* What to produce *
Render each line of the data below as one string in a JSON list, omitting any blank lines.

* Task material *
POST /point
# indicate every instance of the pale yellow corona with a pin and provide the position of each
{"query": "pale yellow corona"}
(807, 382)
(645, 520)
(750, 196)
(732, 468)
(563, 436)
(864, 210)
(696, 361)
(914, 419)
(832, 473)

* Completed exercise *
[
  "POST /point",
  "# indicate every instance of the pale yellow corona with a pin and provide the position of each",
  "{\"query\": \"pale yellow corona\"}",
  "(807, 382)",
  "(645, 520)",
  "(750, 196)",
  "(732, 468)",
  "(563, 436)",
  "(864, 210)",
  "(696, 361)",
  "(914, 419)",
  "(832, 473)"
]